■ Stated task: Copy out the lines from the start of the records through the line holding "pixel 55 65", both ends included. Omit the pictures from your copy.

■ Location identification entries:
== == ==

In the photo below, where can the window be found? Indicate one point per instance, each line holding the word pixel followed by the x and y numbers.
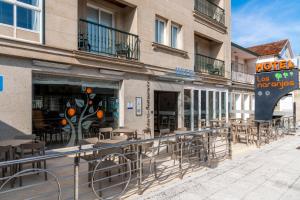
pixel 28 19
pixel 174 35
pixel 6 13
pixel 160 31
pixel 187 109
pixel 30 2
pixel 28 14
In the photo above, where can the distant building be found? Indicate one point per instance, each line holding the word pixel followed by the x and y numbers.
pixel 272 52
pixel 241 97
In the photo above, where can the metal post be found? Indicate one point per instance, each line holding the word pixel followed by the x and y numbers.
pixel 180 158
pixel 76 177
pixel 229 143
pixel 258 135
pixel 140 164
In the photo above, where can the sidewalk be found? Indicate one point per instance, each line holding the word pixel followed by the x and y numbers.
pixel 271 172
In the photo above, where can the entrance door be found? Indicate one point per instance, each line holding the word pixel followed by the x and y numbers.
pixel 165 110
pixel 100 37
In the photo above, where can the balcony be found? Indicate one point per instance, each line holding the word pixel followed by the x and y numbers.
pixel 239 74
pixel 103 40
pixel 210 10
pixel 208 65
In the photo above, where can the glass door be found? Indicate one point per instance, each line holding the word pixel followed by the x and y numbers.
pixel 93 29
pixel 101 37
pixel 107 38
pixel 196 109
pixel 187 109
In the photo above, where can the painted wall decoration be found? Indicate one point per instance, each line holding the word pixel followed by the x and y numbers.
pixel 77 114
pixel 273 81
pixel 1 83
pixel 138 106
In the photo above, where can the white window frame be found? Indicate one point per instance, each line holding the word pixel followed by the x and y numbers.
pixel 178 45
pixel 100 9
pixel 38 8
pixel 164 42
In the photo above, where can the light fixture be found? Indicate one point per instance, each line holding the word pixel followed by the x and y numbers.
pixel 111 72
pixel 55 65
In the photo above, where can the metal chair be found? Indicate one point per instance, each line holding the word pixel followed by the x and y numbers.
pixel 30 150
pixel 6 154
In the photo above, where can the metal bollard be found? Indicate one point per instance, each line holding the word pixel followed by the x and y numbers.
pixel 76 177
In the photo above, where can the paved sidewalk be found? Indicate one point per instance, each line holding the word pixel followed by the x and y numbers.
pixel 271 172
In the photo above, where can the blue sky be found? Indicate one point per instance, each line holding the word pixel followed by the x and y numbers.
pixel 261 21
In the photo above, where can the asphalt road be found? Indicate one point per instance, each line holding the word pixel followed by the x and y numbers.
pixel 269 173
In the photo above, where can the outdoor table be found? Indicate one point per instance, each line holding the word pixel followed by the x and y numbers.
pixel 97 141
pixel 238 126
pixel 14 142
pixel 126 131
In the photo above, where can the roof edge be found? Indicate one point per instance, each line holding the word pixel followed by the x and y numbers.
pixel 244 49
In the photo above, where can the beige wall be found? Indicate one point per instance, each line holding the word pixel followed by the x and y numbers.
pixel 15 99
pixel 61 24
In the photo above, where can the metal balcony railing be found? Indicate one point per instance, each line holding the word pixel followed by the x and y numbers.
pixel 100 39
pixel 205 64
pixel 242 77
pixel 211 10
pixel 113 170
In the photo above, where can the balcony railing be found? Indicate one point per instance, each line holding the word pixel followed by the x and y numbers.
pixel 239 73
pixel 100 39
pixel 205 64
pixel 242 77
pixel 211 10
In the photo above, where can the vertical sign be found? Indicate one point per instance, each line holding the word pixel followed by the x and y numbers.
pixel 273 81
pixel 138 106
pixel 1 83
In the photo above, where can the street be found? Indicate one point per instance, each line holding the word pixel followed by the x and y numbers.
pixel 271 172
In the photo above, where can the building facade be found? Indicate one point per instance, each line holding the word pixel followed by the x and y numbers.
pixel 87 64
pixel 275 51
pixel 242 96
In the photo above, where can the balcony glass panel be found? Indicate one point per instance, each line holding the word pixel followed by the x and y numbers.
pixel 205 64
pixel 211 10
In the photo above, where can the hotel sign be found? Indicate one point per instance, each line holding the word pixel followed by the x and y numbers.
pixel 1 83
pixel 273 80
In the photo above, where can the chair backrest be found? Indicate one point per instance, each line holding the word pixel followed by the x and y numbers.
pixel 39 119
pixel 106 130
pixel 104 152
pixel 24 137
pixel 34 147
pixel 163 132
pixel 6 153
pixel 119 137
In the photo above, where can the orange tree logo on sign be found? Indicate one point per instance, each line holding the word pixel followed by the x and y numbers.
pixel 282 79
pixel 275 66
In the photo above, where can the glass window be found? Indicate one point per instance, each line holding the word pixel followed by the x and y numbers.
pixel 187 109
pixel 6 13
pixel 217 102
pixel 160 31
pixel 30 2
pixel 196 109
pixel 28 19
pixel 210 105
pixel 60 107
pixel 223 104
pixel 174 36
pixel 203 105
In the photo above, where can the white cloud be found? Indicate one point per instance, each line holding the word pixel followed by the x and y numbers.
pixel 257 22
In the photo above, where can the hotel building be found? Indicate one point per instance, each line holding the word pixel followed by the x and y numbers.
pixel 143 64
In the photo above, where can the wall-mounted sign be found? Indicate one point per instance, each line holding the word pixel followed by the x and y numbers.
pixel 138 106
pixel 1 83
pixel 184 72
pixel 129 105
pixel 273 81
pixel 275 66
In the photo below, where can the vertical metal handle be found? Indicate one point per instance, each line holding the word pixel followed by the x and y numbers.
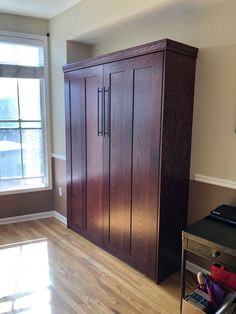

== == ==

■ Response for this exercise:
In the photo below, where can the window be found? Indicate one point per instance, each line holding the word pixel followed by the x and y numbers.
pixel 28 19
pixel 174 35
pixel 6 13
pixel 160 31
pixel 187 109
pixel 30 2
pixel 28 14
In the photo above, where can the distant building be found? Indicate one point per instance, each line holding the word pixel followed by the x and y numbers.
pixel 272 52
pixel 241 97
In the photo above, where can the metal post be found? Indicate one point per instance, each line holding the word pixel followed by the x and y numbers.
pixel 180 158
pixel 76 177
pixel 229 143
pixel 258 135
pixel 140 164
In the photo above, where can the sidewalk be found? Indicate one point per instance, each line holding the word pixel followed by the x and y numbers.
pixel 271 172
In the photo above, where can the entrance door be found? Indicate one point per instance, each line holding the word pixel followed by the x and y numbers.
pixel 165 110
pixel 100 37
In the photo above, where can the balcony be found? Indicate one point per instance, each line holding the word pixel followed by the x and y numbers.
pixel 239 74
pixel 103 40
pixel 210 10
pixel 208 65
In the photo above, where can the glass door be found? Indicate one point per instance, each line holding the word pixel followed by the x and y numbers.
pixel 93 29
pixel 101 37
pixel 107 38
pixel 196 109
pixel 187 109
In the photo above, where can the painted wall decoration be found? Indicate one point per instance, each line holding the word pixel followed by the x and y numbers.
pixel 77 114
pixel 273 81
pixel 1 83
pixel 138 106
In the photo above, where can the white window frame be found? Indicate one point per instance, each line holding the word pixel followed by the x and y numbers.
pixel 178 45
pixel 100 9
pixel 38 8
pixel 164 42
In the photo above, where can the light fixture be found? Indicate one point per instance, each line holding the word pixel followed by the x and y numbers.
pixel 111 72
pixel 55 65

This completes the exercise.